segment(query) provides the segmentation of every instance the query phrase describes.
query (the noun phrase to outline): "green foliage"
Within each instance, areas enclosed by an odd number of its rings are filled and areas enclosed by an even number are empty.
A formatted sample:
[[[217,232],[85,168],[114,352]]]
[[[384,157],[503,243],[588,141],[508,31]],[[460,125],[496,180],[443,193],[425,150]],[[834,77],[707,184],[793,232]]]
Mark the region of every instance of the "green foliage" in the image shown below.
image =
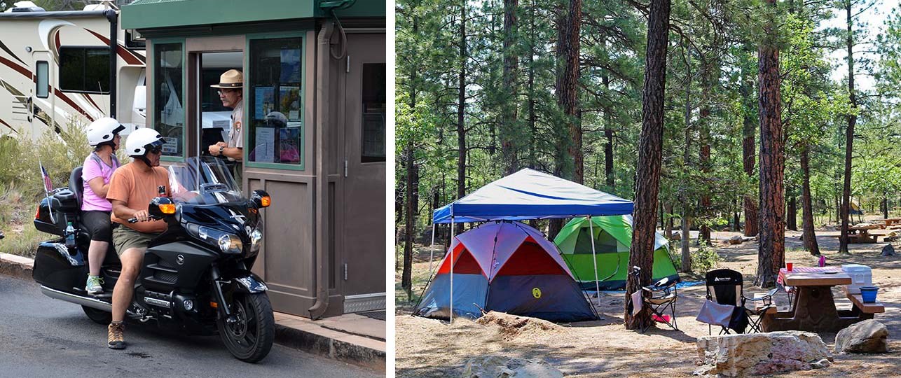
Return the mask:
[[[719,266],[720,261],[723,261],[723,257],[716,254],[716,248],[706,244],[702,244],[701,247],[691,251],[692,272],[707,272]],[[679,265],[681,265],[681,259],[679,260]],[[678,266],[678,265],[676,266]]]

TASK OBJECTIVE
Can you copy out all of the records above word for word, omitting the pictures?

FULL ANSWER
segment(query) provides the segmentation of every instance the query phrase describes.
query (the noun phrase to outline): "green foliage"
Within each instance, areas enclosed by an odd number of its rings are filled and areas enclosed by an even number are empty.
A formatted sample:
[[[217,232],[85,168],[114,352]]]
[[[384,157],[503,243],[588,141],[508,31]],[[460,125],[496,180],[443,193],[425,150]],[[834,77],[707,184],[793,232]]]
Mark the region of every instance of the "green foliage" in the image shown below.
image =
Return the mask:
[[[719,266],[720,261],[723,261],[723,257],[716,254],[716,248],[706,244],[702,244],[701,247],[691,251],[692,272],[707,272]],[[679,265],[681,265],[681,259],[679,260]],[[678,266],[678,265],[676,266]]]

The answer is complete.